PROVIDED TEXT >>
# Motor question



## Jon (Jun 18, 2008)

First, I'm a newbie. I want to build an EV someday and I already have a donor vehicle. A 2001 Suzuki Swift 5sp that gets around 40 mpg so I'm in no hurry to convert. I'm waiting for lithium batteries to come down in price, but if I find a good deal on components I could start collecting them now. I wanted to build an AC system since I have an all freeway commute of 20+ miles each way and I was thinking about using a Solectria AC24EV drive system. The motor is rated at 43Kw max/14Kw continuous weighing 84 lbs. Then I saw an Unused Azure Dynamics(solectria) AC55 EV drive system for sale. The AC55 specs are 78Kw max/34 continuous and weighing 234 lbs. What would be the advantages/disadvantages of an over 2.5 larger motor?


----------



## major (Apr 4, 2008)

Jon said:


> What would be the advantages/disadvantages of an over 2.5 larger motor?


Hi Jon,

Advantages---more power, more torque, longer run time/less cooling requirements, maybe a little higher efficiency, more durable, etc.

Disadvantages---bigger, heavier, higher cost.

Bigger motor might eliminate need for multispeed transmission. You'd have to look closely at this.

A lot depends on your performance expectations.

You seldom see someone sorry they went for higher power in the motor.

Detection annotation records
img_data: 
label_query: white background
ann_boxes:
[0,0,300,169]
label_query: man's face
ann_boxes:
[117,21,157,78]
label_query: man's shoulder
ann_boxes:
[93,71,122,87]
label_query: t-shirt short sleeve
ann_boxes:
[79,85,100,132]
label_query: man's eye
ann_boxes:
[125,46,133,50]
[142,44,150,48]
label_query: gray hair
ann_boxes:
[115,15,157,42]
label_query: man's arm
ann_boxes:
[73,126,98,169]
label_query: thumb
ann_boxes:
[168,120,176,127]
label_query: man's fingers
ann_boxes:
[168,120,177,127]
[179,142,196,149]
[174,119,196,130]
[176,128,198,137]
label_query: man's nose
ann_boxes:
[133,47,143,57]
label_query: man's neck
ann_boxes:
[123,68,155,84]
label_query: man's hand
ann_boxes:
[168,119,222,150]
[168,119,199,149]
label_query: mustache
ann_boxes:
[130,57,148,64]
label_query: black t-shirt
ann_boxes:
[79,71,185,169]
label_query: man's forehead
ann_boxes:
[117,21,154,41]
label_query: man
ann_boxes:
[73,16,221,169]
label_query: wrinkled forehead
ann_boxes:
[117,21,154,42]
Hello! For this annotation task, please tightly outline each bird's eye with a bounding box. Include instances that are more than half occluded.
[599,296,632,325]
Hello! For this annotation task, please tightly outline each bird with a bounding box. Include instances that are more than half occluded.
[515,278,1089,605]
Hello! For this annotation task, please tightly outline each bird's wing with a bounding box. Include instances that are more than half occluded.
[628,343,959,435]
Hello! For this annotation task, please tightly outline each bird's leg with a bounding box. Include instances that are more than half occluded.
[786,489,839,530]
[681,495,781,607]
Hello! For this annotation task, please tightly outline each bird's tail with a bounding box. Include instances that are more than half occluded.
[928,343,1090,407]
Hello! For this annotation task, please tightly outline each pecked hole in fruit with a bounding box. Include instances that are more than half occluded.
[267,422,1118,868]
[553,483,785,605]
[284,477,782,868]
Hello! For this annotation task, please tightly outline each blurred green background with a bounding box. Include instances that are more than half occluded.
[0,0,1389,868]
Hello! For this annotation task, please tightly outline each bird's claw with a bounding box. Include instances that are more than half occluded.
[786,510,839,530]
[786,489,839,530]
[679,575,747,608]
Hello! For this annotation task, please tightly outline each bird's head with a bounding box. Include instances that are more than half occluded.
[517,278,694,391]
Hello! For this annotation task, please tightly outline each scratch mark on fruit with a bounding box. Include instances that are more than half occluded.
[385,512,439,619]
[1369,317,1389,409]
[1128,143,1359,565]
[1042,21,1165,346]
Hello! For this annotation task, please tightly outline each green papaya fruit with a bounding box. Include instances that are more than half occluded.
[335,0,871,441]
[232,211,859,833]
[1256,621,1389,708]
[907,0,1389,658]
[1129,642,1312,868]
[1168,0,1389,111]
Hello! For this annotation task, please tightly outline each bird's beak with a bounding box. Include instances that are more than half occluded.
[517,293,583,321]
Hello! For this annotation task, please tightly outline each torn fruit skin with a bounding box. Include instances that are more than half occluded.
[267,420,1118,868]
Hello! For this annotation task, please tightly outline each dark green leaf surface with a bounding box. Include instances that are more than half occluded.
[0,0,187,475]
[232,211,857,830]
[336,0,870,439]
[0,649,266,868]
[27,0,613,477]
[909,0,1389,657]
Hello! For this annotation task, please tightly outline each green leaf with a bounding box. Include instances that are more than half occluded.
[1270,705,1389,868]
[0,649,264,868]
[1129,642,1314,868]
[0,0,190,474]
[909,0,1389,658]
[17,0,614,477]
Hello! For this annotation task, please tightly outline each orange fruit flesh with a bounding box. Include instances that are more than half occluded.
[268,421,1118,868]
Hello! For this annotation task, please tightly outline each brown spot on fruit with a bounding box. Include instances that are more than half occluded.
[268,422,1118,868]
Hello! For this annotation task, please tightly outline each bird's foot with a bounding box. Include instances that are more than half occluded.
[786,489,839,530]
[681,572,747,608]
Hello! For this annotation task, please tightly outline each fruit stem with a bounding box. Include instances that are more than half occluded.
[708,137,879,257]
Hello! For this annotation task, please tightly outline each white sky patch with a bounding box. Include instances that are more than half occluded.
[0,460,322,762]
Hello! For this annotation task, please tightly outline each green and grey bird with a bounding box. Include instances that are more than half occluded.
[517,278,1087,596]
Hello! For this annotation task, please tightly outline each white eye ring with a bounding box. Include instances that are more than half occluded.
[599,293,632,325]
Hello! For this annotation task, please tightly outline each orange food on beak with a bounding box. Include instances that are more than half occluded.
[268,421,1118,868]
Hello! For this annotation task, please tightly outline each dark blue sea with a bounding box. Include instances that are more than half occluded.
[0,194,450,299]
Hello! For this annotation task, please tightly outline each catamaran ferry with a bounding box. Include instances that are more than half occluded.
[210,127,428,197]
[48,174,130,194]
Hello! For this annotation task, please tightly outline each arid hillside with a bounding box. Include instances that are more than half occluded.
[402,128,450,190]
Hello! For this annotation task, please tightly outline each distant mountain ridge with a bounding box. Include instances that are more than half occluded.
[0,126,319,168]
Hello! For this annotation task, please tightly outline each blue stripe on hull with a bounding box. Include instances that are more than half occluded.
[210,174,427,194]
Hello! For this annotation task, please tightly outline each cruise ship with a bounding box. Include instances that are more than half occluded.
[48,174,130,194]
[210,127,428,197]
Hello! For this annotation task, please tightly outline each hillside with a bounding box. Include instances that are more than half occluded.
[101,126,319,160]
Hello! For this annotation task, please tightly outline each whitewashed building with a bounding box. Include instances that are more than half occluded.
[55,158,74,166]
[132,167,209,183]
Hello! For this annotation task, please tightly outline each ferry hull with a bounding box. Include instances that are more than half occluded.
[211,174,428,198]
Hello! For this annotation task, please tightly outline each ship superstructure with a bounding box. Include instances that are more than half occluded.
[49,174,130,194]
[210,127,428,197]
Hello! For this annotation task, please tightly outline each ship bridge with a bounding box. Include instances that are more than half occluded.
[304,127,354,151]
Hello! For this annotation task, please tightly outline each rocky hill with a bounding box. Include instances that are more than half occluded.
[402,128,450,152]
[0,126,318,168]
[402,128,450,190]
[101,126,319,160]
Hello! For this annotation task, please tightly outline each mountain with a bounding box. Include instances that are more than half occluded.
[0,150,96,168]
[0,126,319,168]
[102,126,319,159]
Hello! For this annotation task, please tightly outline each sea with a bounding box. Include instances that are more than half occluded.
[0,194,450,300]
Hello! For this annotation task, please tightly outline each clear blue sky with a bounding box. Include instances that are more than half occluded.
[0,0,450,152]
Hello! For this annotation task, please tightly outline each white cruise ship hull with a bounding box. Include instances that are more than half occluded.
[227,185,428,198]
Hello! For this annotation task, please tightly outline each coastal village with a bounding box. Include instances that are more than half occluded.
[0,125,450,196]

TO-DO LIST >>
A – Rewrite everything in the motor thread from "## major (Apr" down to "heavier, higher cost.", putting "weighs more" in place of "heavier".
B – In the motor thread, why did Jon want to build an AC system?

FULL ANSWERS >>
A –
## major (Apr 4, 2008)

Jon said:


> What would be the advantages/disadvantages of an over 2.5 larger motor?


Hi Jon,

Advantages---more power, more torque, longer run time/less cooling requirements, maybe a little higher efficiency, more durable, etc.

Disadvantages---bigger, weighs more, higher cost.

B – His commute is all freeway, more than 20 miles each way.